EXERCISE TASK
Extract verbatim every line from the one containing "Drop a marker on every instance of the chain link fence" to the final line of the records below, inclusive, and exclude all pictures.

DATA SUPPLIED
━━━━━━━━━━━━━━━━━━━━

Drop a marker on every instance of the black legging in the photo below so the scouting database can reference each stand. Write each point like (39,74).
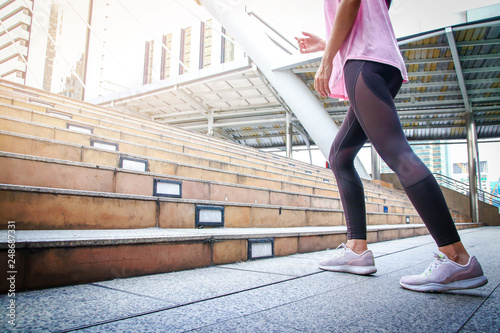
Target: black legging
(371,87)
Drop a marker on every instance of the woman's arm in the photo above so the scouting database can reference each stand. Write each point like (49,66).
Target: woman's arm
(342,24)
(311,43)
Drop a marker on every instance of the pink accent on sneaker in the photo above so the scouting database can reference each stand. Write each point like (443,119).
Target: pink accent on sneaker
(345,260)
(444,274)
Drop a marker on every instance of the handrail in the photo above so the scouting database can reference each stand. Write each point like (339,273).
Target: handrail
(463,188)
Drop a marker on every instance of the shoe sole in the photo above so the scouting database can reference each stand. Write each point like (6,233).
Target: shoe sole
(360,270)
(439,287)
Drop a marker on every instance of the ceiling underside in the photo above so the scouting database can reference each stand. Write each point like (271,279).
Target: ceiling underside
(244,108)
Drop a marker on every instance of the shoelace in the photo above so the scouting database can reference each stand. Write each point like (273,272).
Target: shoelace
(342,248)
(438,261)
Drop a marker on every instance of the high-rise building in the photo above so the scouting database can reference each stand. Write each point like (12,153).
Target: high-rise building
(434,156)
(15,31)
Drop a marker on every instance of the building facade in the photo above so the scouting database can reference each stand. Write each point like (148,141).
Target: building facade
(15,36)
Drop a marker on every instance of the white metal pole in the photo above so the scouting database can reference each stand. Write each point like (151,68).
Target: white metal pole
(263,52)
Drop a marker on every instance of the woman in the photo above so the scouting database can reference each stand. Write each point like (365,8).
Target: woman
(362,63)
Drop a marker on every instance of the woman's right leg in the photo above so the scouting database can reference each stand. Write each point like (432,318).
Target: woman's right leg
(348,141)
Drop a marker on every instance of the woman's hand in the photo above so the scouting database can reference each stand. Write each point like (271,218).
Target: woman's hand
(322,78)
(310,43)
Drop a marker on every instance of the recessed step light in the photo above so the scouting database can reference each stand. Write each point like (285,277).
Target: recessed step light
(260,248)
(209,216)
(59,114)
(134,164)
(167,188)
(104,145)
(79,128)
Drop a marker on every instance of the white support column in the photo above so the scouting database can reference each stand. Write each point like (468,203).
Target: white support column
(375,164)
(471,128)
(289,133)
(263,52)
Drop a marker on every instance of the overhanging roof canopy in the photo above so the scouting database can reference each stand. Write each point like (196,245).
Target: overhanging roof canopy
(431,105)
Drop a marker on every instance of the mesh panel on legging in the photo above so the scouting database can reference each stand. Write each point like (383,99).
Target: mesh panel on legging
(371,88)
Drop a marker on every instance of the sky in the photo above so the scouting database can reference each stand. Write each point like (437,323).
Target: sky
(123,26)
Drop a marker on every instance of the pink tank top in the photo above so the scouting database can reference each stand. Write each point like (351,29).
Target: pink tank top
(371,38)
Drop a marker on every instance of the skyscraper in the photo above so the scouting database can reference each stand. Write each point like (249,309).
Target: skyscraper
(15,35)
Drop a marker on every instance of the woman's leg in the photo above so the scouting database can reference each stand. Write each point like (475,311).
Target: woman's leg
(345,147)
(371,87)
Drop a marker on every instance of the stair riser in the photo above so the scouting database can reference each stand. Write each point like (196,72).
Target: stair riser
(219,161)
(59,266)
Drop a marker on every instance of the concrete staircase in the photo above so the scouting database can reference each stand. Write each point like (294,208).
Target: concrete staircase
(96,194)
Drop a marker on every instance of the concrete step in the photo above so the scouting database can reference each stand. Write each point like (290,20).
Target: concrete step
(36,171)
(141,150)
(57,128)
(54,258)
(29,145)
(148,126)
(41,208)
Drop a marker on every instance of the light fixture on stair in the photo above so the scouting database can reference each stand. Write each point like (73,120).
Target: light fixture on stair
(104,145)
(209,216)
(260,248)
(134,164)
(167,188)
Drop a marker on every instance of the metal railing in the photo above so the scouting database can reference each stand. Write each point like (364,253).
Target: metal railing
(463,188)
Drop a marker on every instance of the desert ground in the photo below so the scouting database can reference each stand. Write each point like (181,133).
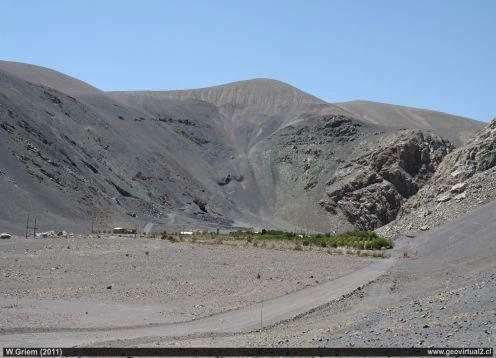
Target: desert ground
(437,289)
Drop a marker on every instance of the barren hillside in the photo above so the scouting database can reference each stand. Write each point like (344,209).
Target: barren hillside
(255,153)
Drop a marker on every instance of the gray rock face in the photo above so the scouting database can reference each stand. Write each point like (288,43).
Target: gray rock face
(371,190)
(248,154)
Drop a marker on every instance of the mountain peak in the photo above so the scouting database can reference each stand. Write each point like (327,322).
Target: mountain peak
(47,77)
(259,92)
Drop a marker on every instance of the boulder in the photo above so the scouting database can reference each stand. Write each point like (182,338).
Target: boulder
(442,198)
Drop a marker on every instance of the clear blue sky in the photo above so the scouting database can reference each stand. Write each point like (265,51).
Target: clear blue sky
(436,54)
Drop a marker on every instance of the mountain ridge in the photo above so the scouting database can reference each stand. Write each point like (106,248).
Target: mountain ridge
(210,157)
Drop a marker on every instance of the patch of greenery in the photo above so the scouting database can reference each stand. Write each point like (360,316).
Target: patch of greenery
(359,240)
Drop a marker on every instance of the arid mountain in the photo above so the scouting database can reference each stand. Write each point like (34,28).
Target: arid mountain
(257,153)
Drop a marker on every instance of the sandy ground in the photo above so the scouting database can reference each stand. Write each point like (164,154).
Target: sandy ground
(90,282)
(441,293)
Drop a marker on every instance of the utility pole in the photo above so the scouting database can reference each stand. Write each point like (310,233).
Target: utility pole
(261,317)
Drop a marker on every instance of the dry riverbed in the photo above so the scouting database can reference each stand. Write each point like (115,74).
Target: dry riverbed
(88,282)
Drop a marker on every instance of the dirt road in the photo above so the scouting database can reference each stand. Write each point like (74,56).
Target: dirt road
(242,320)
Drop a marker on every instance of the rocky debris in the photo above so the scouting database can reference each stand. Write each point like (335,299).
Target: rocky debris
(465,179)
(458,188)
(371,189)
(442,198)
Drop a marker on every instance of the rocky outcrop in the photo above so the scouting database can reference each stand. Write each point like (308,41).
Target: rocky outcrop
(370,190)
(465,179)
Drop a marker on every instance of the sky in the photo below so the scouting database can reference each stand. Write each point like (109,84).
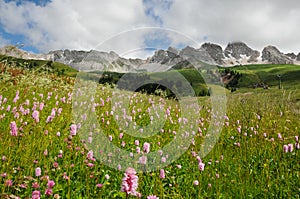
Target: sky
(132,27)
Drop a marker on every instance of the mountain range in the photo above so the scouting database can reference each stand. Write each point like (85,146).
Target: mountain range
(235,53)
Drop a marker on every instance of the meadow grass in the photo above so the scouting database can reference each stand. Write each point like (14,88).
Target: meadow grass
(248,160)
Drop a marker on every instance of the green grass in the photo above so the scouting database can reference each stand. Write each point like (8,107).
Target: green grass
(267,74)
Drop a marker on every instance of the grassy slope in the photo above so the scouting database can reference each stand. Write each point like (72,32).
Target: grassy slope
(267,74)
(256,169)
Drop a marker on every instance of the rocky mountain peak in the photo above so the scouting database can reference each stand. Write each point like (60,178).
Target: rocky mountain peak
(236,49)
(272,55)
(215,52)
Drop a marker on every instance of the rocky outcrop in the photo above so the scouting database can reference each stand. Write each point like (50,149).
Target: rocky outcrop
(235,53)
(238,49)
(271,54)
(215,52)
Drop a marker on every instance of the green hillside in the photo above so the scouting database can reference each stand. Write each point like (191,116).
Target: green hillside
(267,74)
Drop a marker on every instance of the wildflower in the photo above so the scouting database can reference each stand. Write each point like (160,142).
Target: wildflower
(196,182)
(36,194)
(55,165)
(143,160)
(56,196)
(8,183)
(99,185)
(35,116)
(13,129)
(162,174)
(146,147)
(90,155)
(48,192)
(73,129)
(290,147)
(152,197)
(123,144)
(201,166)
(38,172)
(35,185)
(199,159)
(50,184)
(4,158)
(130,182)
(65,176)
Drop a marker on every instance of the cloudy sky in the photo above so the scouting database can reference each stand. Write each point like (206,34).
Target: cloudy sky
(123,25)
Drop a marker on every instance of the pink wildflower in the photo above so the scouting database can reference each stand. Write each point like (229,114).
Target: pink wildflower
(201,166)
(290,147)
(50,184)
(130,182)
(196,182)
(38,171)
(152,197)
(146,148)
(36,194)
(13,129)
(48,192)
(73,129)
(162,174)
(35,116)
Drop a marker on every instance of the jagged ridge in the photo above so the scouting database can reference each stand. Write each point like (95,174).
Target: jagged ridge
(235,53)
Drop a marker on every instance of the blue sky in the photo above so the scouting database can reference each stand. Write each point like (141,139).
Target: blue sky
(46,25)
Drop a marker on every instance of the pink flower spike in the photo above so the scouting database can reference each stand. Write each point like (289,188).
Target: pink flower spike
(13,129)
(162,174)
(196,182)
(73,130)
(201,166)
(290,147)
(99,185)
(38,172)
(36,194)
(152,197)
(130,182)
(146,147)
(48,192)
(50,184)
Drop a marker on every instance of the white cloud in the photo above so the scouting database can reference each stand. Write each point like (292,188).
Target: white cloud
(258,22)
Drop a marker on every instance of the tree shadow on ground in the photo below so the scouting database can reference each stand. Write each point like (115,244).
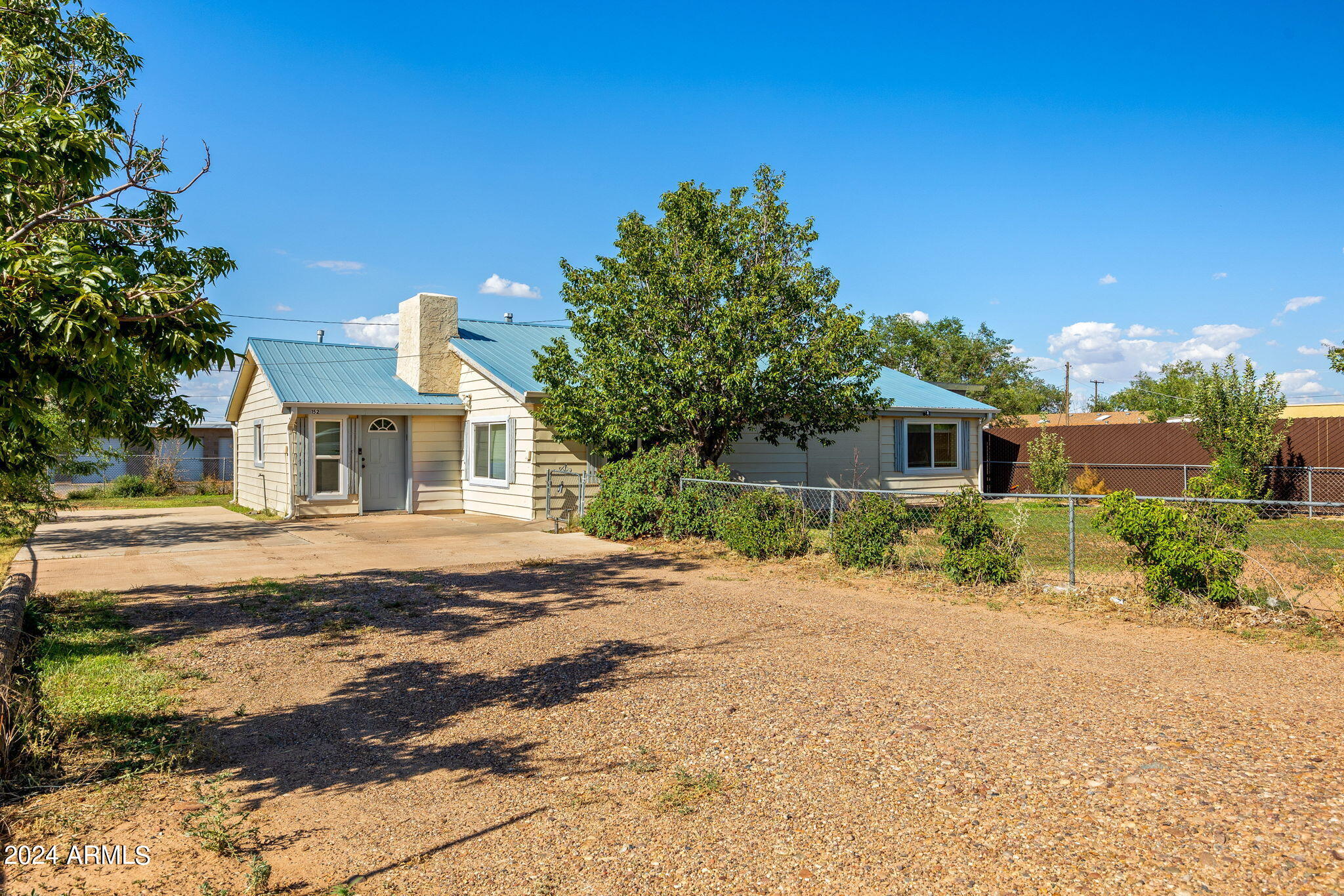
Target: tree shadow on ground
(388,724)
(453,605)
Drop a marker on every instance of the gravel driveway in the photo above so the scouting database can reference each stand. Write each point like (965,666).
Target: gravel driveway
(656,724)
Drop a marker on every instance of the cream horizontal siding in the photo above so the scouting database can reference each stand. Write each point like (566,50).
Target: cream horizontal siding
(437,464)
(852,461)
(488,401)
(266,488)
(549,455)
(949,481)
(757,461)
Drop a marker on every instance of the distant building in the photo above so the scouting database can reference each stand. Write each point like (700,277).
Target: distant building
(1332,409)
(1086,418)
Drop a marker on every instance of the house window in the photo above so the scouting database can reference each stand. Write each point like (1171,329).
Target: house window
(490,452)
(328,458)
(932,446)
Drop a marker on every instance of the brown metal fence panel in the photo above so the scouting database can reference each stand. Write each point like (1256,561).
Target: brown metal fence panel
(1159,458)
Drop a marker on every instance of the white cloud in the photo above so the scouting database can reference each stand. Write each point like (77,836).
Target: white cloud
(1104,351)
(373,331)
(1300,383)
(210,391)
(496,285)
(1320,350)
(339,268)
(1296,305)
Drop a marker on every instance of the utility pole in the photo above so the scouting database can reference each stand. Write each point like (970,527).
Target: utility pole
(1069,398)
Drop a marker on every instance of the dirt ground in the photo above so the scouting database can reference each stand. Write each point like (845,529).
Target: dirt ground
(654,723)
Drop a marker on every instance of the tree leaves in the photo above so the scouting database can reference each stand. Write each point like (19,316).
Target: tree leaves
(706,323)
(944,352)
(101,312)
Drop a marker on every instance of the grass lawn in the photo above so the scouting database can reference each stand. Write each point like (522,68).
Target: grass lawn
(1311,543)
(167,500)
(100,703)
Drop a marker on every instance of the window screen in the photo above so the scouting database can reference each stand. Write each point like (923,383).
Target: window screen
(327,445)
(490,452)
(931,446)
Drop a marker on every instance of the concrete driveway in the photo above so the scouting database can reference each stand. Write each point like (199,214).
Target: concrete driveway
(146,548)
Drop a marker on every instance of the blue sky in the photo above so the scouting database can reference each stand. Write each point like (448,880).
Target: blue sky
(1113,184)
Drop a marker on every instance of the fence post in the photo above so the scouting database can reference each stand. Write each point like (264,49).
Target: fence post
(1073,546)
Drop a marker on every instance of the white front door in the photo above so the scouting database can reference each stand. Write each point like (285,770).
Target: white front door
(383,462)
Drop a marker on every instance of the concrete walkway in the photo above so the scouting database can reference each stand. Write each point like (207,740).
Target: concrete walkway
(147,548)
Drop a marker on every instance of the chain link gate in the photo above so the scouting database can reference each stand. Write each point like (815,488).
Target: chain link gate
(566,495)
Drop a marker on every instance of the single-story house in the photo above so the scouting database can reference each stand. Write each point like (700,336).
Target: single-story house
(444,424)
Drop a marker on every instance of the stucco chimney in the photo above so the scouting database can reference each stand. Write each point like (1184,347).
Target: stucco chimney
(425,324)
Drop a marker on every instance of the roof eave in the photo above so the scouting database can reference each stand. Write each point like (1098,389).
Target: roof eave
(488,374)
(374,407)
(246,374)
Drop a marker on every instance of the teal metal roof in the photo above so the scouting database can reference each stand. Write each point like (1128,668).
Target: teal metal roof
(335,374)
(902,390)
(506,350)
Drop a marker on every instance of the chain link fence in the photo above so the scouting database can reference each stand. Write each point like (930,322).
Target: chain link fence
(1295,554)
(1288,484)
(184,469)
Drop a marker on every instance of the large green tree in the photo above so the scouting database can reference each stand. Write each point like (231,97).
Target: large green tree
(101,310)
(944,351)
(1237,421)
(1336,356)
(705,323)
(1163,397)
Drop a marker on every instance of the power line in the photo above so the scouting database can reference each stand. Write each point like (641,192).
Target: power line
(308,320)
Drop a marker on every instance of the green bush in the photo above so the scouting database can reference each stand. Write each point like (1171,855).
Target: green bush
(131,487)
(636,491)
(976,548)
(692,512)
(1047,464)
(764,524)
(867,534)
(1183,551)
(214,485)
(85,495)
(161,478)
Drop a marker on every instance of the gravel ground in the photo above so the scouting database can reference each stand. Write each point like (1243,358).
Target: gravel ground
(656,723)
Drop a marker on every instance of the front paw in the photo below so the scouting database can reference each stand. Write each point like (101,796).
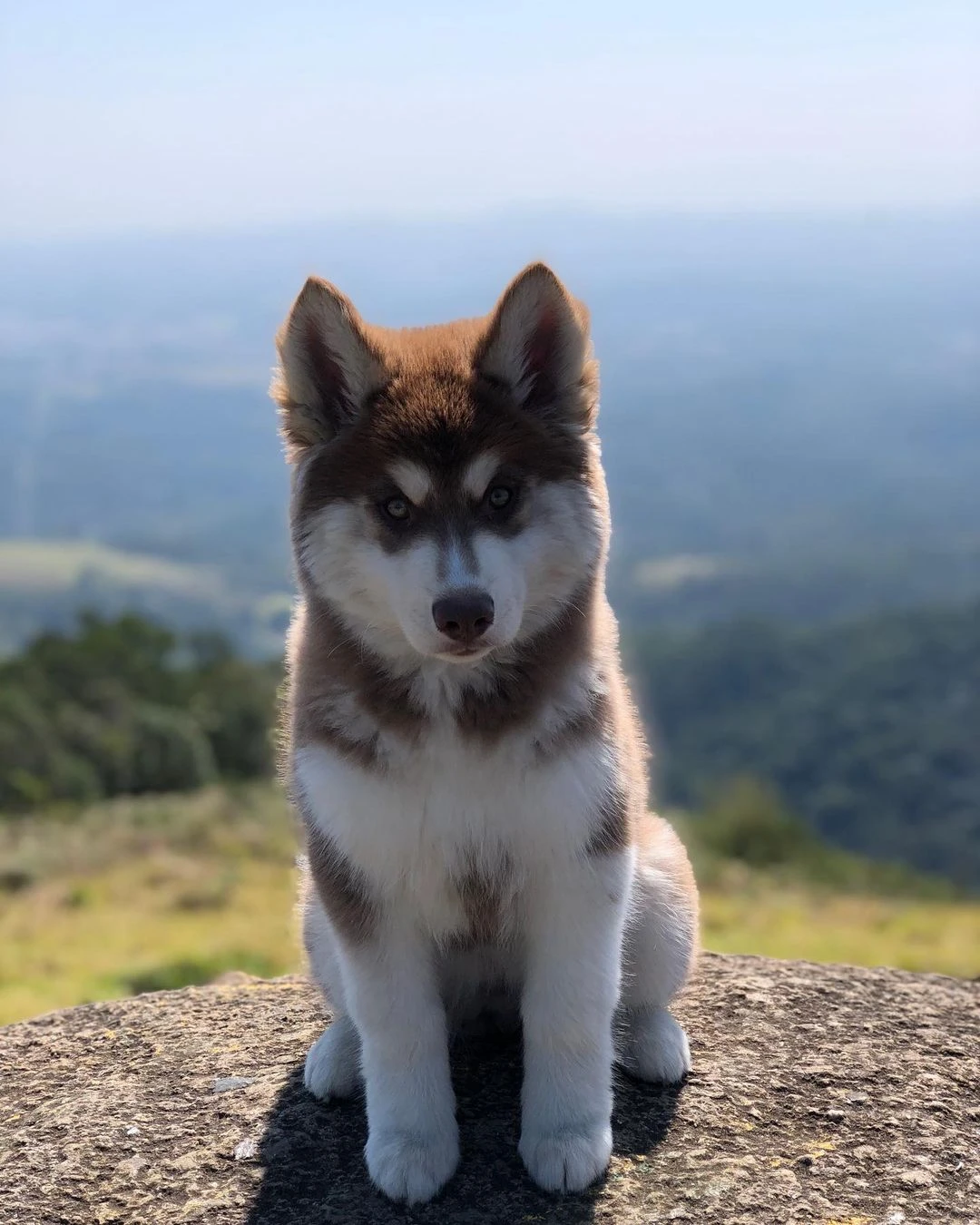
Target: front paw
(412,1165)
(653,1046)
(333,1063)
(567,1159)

━━━━━━━━━━━━━━━━━━━━

COMPLETED TASK
Drop a marker on every instance of the chain link fence in the photo above so the scouting database can reference each stand. Write each point like (930,322).
Target: chain link fence
(1295,554)
(1288,484)
(184,469)
Drop a marker on every instance of the large green tree in the photo above so the scouting database can reference each stand. Write each point like (231,97).
Target: large green tree
(101,310)
(944,351)
(1237,421)
(1336,356)
(705,323)
(1163,397)
Drop a marker on every instance of the power line in the photo above so the scouting database can reference each stand. Write each point like (641,192).
Target: power line
(308,320)
Drop a marker on every instance of the green bush in the photo above so the scouting database can reference each stand. Write each point like (1171,855).
Target: green bush
(131,487)
(636,491)
(976,548)
(692,512)
(1047,464)
(764,524)
(867,534)
(1183,551)
(214,485)
(85,495)
(161,478)
Drop a marker on every instance of the gravel ground in the photo above so the scouting database can reference each stand. Write each point like (1243,358).
Target: gravel ground
(656,723)
Drop a marker on every instance of the front paw in the photo below so the scouting database can reference each stand. Write each point like (101,796).
Target: front paw
(412,1165)
(653,1046)
(333,1063)
(567,1159)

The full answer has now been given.